読む抜粋:
歴史、民主主義、公民権の擁護に関する 全米日系人博物館理事会による声明


注記:JANMの展示施設は改修のため休館しています。JANMのそのほかの施設や館外の会場でプログラムは継続して参ります。詳細はjanm.org/OnTheGoをご覧ください。

全米日系人博物館(JANM)は、公民権と民主主義を擁護し、第二次世界大戦中に日系アメリカ人が経験した不当な扱いが他のいかなるグループに対しても二度と繰り返されることがないようにと、日系アメリカ人コミュニティーによって設立されました。当館は、記憶、真実、正義の場として存在しており、ここでは歴史はただ保存されるだけではなく、民主主義と人間の尊厳に対する現代の脅威に立ち向かうため積極的に活用されています。米国籍の出生地主義に対する攻撃、社会的に不利な立場に置かれているコミュニティーに対する職場における安全保障の取り消し、強制収容や国外追放を含む移民保護政策の縮小、敵性外国人法に基づいた行動の復活、多様性やその他のイニシアチブの組織的な解体などに見られる公民権の破壊を深く憂慮しています。こうした政策が人間性や尊厳を奪おうとし、より公正で公平な未来に向かって歩んできた私たちの国の歩みを逆行させようとしているのを前にして、沈黙を続けるわけにはいきません。

歴史、家族、ミッションを尊重します

JANMは、今まさに看過の危機に瀕している、家族や祖先そして歴史の苦闘から学んだ教訓を尊重し守っていくために設立されました。第二次世界大戦中の日系アメリカ人の強制収容につながった人種差別、外国人嫌悪、権威主義といった動きが、今、国家の安全保障、移民の取り締まり、多様性・公平性・包括性の否定といった皮をかぶって再び現れてきています。私たちは、この歴史を保存していく当館のミッション、コミュニティーや隔たりを越えてつながりを築き、アメリカという国があらゆる人々が健やかに生き繁栄していける国であり続けることを確かにするために、たゆまず力を注いでいきます。

語られることのなかった歴史を伝える場所として、当館は多様な声や見解を尊重しています。なぜなら、それらは大切なものなのです。たとえ現政権がそれらを消し去ろうとしても、当館は、追憶の日、黒人歴史月間、ヒスパニック・ヘリテージ月間、アジア系・太平洋諸島系アメリカ人ヘリテージ月間、ホロコースト犠牲者を想起する日、プライド月間、そしてアメリカ中のコミュニティーの貢献や苦闘、そして長い闘いを経て勝ち取ってきた、女性や歴史的に疎外されてきたコミュニティー、LGBTQ+の人々、障がい者に対する保障を認識するその他の重要な記念日を祝い続けていきます。

課題の目的: 声明の「注記:JANMの展示施設は改」から「たゆまず力を注いでいきます。」までの部分を、「当館」を「本館」に変えて書き直してください。

表示される情報:
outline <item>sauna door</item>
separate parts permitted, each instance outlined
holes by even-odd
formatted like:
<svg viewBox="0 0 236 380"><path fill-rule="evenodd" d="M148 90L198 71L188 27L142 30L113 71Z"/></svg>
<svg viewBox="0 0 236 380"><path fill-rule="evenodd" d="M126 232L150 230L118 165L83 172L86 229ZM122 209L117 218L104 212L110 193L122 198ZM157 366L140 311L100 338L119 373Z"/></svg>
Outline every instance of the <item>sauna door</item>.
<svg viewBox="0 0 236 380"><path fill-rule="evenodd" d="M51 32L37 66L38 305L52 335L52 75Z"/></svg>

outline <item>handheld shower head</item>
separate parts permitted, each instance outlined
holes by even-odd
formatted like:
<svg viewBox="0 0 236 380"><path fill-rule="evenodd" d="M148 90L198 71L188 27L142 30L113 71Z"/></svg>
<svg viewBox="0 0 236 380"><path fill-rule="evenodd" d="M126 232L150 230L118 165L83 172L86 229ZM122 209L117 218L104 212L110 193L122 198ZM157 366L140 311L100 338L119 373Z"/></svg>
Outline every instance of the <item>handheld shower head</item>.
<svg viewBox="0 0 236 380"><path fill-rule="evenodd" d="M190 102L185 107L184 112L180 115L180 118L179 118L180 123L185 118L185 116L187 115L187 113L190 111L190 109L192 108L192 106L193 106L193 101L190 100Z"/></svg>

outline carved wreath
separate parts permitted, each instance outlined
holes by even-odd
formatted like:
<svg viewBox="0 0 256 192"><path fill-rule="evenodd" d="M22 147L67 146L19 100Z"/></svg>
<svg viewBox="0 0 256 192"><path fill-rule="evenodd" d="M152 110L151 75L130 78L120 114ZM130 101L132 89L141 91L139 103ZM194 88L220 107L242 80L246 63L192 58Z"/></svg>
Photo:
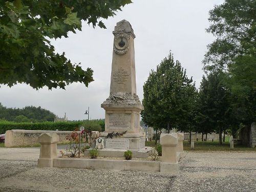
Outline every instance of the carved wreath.
<svg viewBox="0 0 256 192"><path fill-rule="evenodd" d="M119 30L115 34L114 51L118 55L124 55L130 48L129 45L130 35L124 30Z"/></svg>

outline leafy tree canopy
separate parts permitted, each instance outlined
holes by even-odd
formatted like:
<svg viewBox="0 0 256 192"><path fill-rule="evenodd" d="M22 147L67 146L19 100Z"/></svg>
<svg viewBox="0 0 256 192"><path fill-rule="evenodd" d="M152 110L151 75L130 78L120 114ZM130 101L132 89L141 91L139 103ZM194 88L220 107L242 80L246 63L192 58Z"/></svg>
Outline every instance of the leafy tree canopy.
<svg viewBox="0 0 256 192"><path fill-rule="evenodd" d="M196 90L192 78L170 53L152 70L143 86L142 120L157 128L178 127L188 120ZM183 125L184 125L184 124ZM184 127L182 127L184 129Z"/></svg>
<svg viewBox="0 0 256 192"><path fill-rule="evenodd" d="M256 120L256 1L225 0L210 11L205 69L222 70L232 94L235 118L247 126Z"/></svg>
<svg viewBox="0 0 256 192"><path fill-rule="evenodd" d="M208 46L206 69L228 67L238 56L256 56L256 1L226 0L209 12L207 32L217 39Z"/></svg>
<svg viewBox="0 0 256 192"><path fill-rule="evenodd" d="M81 30L81 20L105 28L101 18L113 16L130 0L15 0L0 2L0 84L26 83L49 89L80 82L88 87L93 71L55 53L51 38Z"/></svg>

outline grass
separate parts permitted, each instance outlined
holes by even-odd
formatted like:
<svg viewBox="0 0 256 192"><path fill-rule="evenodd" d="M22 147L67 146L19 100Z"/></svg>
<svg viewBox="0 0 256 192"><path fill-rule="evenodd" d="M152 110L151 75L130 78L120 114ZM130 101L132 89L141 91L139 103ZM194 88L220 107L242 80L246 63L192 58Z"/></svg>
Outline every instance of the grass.
<svg viewBox="0 0 256 192"><path fill-rule="evenodd" d="M155 146L155 141L147 141L145 143L147 146ZM254 151L256 147L247 147L243 145L234 145L233 150L230 149L229 143L227 142L222 143L222 145L219 146L218 141L195 141L195 150L190 148L189 142L183 141L184 151Z"/></svg>

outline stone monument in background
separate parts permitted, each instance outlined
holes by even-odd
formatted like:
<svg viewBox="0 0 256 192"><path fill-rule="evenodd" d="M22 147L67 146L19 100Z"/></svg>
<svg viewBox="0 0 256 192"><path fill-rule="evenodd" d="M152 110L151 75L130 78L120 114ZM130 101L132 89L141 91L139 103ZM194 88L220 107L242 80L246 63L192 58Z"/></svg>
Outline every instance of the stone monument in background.
<svg viewBox="0 0 256 192"><path fill-rule="evenodd" d="M145 146L145 135L140 132L140 112L142 105L136 94L134 38L129 22L117 23L113 32L114 45L109 98L101 104L105 110L105 131L123 133L122 136L106 138L105 148L139 150Z"/></svg>

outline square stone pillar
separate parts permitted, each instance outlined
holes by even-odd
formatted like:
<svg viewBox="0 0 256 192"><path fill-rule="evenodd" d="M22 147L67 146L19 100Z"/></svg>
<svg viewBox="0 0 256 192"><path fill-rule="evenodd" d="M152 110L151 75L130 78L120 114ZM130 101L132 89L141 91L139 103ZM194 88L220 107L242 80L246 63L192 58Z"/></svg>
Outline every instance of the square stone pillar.
<svg viewBox="0 0 256 192"><path fill-rule="evenodd" d="M178 140L176 134L161 134L160 139L162 145L162 160L160 172L178 174L179 166L177 158Z"/></svg>
<svg viewBox="0 0 256 192"><path fill-rule="evenodd" d="M52 167L53 159L57 157L57 143L59 136L55 133L41 134L38 138L40 147L40 156L37 166L41 167Z"/></svg>
<svg viewBox="0 0 256 192"><path fill-rule="evenodd" d="M184 133L177 133L177 135L178 137L177 152L180 153L180 158L184 158L184 151L183 151Z"/></svg>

課題の結果:
注記:JANMの展示施設は改修のため休館しています。JANMのそのほかの施設や館外の会場でプログラムは継続して参ります。詳細はjanm.org/OnTheGoをご覧ください。

全米日系人博物館(JANM)は、公民権と民主主義を擁護し、第二次世界大戦中に日系アメリカ人が経験した不当な扱いが他のいかなるグループに対しても二度と繰り返されることがないようにと、日系アメリカ人コミュニティーによって設立されました。本館は、記憶、真実、正義の場として存在しており、ここでは歴史はただ保存されるだけではなく、民主主義と人間の尊厳に対する現代の脅威に立ち向かうため積極的に活用されています。米国籍の出生地主義に対する攻撃、社会的に不利な立場に置かれているコミュニティーに対する職場における安全保障の取り消し、強制収容や国外追放を含む移民保護政策の縮小、敵性外国人法に基づいた行動の復活、多様性やその他のイニシアチブの組織的な解体などに見られる公民権の破壊を深く憂慮しています。こうした政策が人間性や尊厳を奪おうとし、より公正で公平な未来に向かって歩んできた私たちの国の歩みを逆行させようとしているのを前にして、沈黙を続けるわけにはいきません。

歴史、家族、ミッションを尊重します

JANMは、今まさに看過の危機に瀕している、家族や祖先そして歴史の苦闘から学んだ教訓を尊重し守っていくために設立されました。第二次世界大戦中の日系アメリカ人の強制収容につながった人種差別、外国人嫌悪、権威主義といった動きが、今、国家の安全保障、移民の取り締まり、多様性・公平性・包括性の否定といった皮をかぶって再び現れてきています。私たちは、この歴史を保存していく本館のミッション、コミュニティーや隔たりを越えてつながりを築き、アメリカという国があらゆる人々が健やかに生き繁栄していける国であり続けることを確かにするために、たゆまず力を注いでいきます。